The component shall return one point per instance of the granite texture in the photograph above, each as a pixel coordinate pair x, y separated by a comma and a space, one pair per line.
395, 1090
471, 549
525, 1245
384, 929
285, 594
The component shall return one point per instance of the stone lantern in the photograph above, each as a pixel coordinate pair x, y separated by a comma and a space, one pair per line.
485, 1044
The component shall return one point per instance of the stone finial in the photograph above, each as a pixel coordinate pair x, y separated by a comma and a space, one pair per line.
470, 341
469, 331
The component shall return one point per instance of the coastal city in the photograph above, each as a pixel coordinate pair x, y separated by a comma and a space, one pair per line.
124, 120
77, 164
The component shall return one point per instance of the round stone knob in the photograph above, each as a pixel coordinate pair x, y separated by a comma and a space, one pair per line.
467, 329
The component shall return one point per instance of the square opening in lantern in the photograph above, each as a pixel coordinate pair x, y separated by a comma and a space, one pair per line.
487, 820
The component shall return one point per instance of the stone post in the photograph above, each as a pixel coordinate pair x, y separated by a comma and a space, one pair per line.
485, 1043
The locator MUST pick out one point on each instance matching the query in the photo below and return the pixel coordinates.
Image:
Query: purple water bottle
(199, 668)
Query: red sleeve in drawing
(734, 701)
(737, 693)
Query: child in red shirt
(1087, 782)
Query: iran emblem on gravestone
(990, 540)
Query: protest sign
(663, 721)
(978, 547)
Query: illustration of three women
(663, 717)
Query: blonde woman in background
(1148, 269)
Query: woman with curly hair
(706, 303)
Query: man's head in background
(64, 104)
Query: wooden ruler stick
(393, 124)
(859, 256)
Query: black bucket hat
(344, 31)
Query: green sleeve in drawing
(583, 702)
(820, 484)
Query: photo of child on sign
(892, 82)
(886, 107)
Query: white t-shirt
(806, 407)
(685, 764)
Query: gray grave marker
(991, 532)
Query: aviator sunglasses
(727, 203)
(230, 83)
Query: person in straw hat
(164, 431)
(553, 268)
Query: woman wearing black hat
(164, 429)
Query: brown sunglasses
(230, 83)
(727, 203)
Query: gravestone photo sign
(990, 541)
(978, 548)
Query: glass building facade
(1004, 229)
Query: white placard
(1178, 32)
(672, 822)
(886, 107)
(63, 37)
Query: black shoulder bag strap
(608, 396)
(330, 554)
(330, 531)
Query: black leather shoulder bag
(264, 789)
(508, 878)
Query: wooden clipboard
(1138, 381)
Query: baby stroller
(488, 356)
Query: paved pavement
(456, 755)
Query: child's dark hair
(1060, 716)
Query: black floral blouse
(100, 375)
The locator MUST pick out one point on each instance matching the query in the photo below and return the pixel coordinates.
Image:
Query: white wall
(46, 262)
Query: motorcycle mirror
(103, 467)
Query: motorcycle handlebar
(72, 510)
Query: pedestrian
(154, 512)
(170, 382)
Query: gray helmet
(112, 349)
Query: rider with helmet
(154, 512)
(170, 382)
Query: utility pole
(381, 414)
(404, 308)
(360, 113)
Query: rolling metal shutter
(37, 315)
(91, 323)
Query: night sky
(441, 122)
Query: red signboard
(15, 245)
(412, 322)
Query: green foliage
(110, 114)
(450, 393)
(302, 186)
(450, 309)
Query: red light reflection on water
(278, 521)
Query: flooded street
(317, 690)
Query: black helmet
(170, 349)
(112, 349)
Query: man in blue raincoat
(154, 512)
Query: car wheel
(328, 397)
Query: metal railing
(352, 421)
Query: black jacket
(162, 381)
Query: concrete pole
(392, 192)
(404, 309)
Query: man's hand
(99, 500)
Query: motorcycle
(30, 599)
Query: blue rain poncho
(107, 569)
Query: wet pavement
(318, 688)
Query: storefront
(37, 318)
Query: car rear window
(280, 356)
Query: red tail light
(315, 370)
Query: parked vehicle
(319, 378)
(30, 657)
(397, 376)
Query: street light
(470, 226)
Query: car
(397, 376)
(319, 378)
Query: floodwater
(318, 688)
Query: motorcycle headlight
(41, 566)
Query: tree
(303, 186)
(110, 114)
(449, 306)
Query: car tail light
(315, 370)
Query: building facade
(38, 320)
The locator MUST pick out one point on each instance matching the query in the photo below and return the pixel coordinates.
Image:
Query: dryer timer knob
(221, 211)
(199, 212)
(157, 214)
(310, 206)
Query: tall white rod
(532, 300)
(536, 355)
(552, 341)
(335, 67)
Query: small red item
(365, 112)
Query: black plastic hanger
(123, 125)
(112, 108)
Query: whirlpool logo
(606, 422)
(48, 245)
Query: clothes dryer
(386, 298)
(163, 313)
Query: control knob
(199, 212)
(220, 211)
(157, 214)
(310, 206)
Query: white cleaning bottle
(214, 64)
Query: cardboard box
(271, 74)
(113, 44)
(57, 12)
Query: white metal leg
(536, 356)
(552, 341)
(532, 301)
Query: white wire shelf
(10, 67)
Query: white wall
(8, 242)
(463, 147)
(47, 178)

—————

- Exercise
The data above needs to be retyped in full, exactly as given.

- Reply
The component shall return one point per instance of the granite texture in the photograph above, each as a pixel coordinate pair x, y separated by a comma and a space, one pair per line.
395, 1090
471, 549
525, 1245
384, 929
285, 594
The component shall return one point per instance of the stone lantern in the photograph above, each as a pixel coordinate pair x, y separated by a comma and a space, one pair per line.
485, 1044
The component shall return one point per instance of the stone finial in the photograph above, each as a pixel coordinate pair x, y separated by a comma and a space, one pair per line.
470, 341
469, 331
The component shall return one point per instance of the coastal city in the photograph above, each as a pixel coordinate pair x, y separated by a comma and a space, one pair per line.
124, 120
77, 164
The component shall return one point per instance of the round stone knob in the photograph above, each as a pixel coordinate pair x, y separated by a comma and a space, one pair per line.
467, 329
The component shall return one point per instance of the square opening in lantern in the photograph above, each as a pixel coordinate pair x, y separated by a comma and a space, one pair per line.
487, 820
The component shall return one point per instance of the stone post in the photograph above, each as a pixel coordinate pair x, y separated by a comma and a space, one pair per line.
485, 1043
The locator MUST pick out one point on each instance matching the query in the photo below and return the pixel coordinates.
Image:
Query: purple water bottle
(199, 668)
Query: red sleeve in drawing
(734, 701)
(737, 693)
Query: child in red shirt
(1087, 782)
Query: iran emblem on gravestone
(990, 540)
Query: protest sign
(663, 721)
(978, 547)
Query: illustration of three women
(663, 717)
Query: blonde woman in background
(1148, 269)
Query: woman with curly hair
(706, 303)
Query: man's head in background
(64, 104)
Query: wooden ruler stick
(393, 124)
(859, 256)
Query: black bucket hat
(344, 31)
Query: green sleeve in drawing
(583, 702)
(820, 484)
Query: photo of child on sign
(892, 82)
(886, 107)
Query: white t-shirt
(806, 407)
(685, 764)
Query: gray grave marker
(991, 532)
Query: aviator sunglasses
(727, 203)
(230, 83)
Query: person in straw hat
(164, 431)
(553, 268)
Query: woman wearing black hat
(164, 429)
Query: brown sunglasses
(230, 83)
(727, 203)
Query: gravestone photo sign
(990, 541)
(978, 548)
Query: glass building facade
(1004, 229)
Query: white placard
(1178, 32)
(672, 822)
(886, 107)
(63, 37)
Query: black shoulder bag strap
(608, 396)
(330, 554)
(330, 531)
Query: black leather shoulder bag
(264, 789)
(508, 878)
Query: wooden clipboard
(1138, 381)
Query: baby stroller
(488, 356)
Query: paved pavement
(456, 755)
Query: child's dark hair
(1060, 716)
Query: black floral blouse
(100, 375)
The locator MUST pick out one point on each instance matching the query in the photo below and return the pixel coordinates.
Image:
Query: white wall
(46, 262)
Query: motorcycle mirror
(103, 467)
Query: motorcycle handlebar
(72, 510)
Query: pedestrian
(154, 512)
(170, 382)
Query: gray helmet
(112, 349)
Query: rider with helmet
(154, 512)
(170, 382)
Query: utility pole
(381, 414)
(404, 308)
(360, 113)
Query: rolling metal shutter
(37, 315)
(91, 323)
Query: night sky
(441, 122)
Query: red signboard
(15, 245)
(412, 322)
Query: green foliage
(110, 114)
(450, 393)
(302, 186)
(450, 309)
Query: red light reflection on water
(278, 521)
Query: flooded street
(317, 690)
Query: black helmet
(170, 349)
(112, 349)
Query: man in blue raincoat
(154, 512)
Query: car wheel
(328, 397)
Query: metal railing
(352, 421)
Query: black jacket
(162, 381)
Query: concrete pole
(392, 192)
(404, 309)
Query: man's hand
(99, 500)
Query: motorcycle
(30, 599)
Query: blue rain poncho
(107, 569)
Query: wet pavement
(318, 688)
Query: storefront
(37, 318)
Query: car rear window
(280, 356)
Query: red tail light
(315, 370)
Query: parked vehicle
(319, 378)
(30, 657)
(397, 376)
Query: street light
(470, 226)
Query: car
(397, 376)
(319, 378)
Query: floodwater
(318, 688)
Query: motorcycle headlight
(41, 566)
Query: tree
(303, 186)
(110, 114)
(449, 306)
Query: car tail light
(315, 370)
Query: building facade
(38, 320)
The locator MUST pick out one point on each instance matching the query in the photo below and return the pixel coordinates.
Image:
Query: dryer timer knob
(221, 211)
(199, 212)
(157, 214)
(310, 206)
Query: tall white rod
(532, 300)
(536, 355)
(552, 341)
(335, 67)
Query: small red item
(365, 112)
Query: black plastic hanger
(123, 125)
(112, 108)
Query: whirlpool logo
(606, 422)
(48, 245)
Query: clothes dryer
(386, 298)
(163, 313)
Query: control knob
(199, 212)
(220, 211)
(157, 214)
(310, 206)
Query: white cleaning bottle
(214, 64)
Query: cardboard box
(271, 74)
(113, 44)
(57, 12)
Query: white metal leg
(536, 356)
(552, 341)
(532, 301)
Query: white wire shelf
(10, 67)
Query: white wall
(8, 242)
(463, 147)
(47, 178)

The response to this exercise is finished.